Задания
(1) Выведите дословно часть отрывка о Набокове, начиная со слов «Вполне логично, что» и заканчивая словами «для других дел.» включительно.
(2) Назовите всех писателей, о которых, согласно отрывку о Набокове, он раньше сочинял стихи к юбилейным торжествам.

Выбранный отрывок
● ● ● ●
Вполне логично, что английский вариант романа получит название «Laughter in the Dark» («Смех в темноте»), а на обложке русского издания книги будет изображена кинопленка, в каждом кадре которой можно прочесть «Камера обскура». Этот роман Набоков написал в рекордно короткий срок – от зарождения образа до его перенесения на бумагу прошло, судя по его воспоминаниям, всего шесть месяцев6. Следы спешки заметны даже в окончательном варианте книги. И все же Набокову удавалось выкроить время и для других дел.

20 марта Союз русских писателей организовал в Гутманзале вечер, посвященный Ф.М. Достоевскому, на котором Набоков выступил с докладом «Достоевский без достоевщины»; как выяснится позже, это была подготовка к «Отчаянию» – следующему в череде его романов7. Раньше Набоков выражал свое отношение к русской литературной традиции в поэтической форме, сочиняя стихи о Блоке, Гумилеве, Пушкине, Толстом, Некрасове, приуроченные к юбилейным торжествам. Теперь же в подобных случаях он стал подвергать творчество Пушкина, Достоевского или Блока критическому анализу. Переход к прозе и более глубокому осмыслению собственных литературных истоков предвосхищает роман «Дар», в котором Набоков прослеживает эволюцию героя от поэзии к прозе и его сложное отношение, с одной стороны, к традициям Пушкина и Гоголя, а с другой – к вековому требованию превратить русскую литературу в своего рода политическое слабительное или социальный бальзам.
● ● ● ●
Блок данных
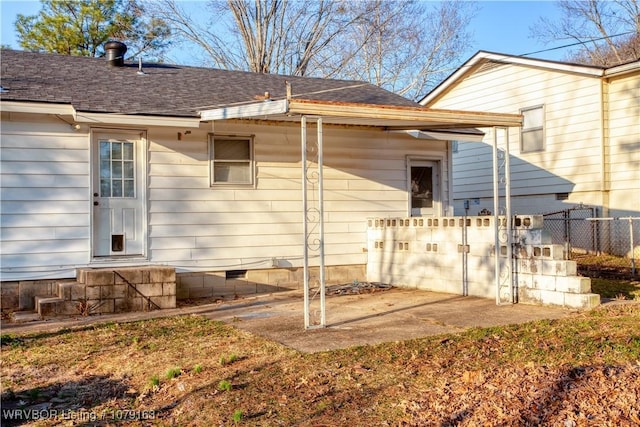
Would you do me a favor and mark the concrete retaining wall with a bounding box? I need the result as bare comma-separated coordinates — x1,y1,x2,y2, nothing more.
● ● ● ●
Ответы
(1)
Вполне логично, что английский вариант романа получит название «Laughter in the Dark» («Смех в темноте»), а на обложке русского издания книги будет изображена кинопленка, в каждом кадре которой можно прочесть «Камера обскура». Этот роман Набоков написал в рекордно короткий срок – от зарождения образа до его перенесения на бумагу прошло, судя по его воспоминаниям, всего шесть месяцев6. Следы спешки заметны даже в окончательном варианте книги. И все же Набокову удавалось выкроить время и для других дел.

(2) Блок, Гумилев, Пушкин, Толстой, Некрасов.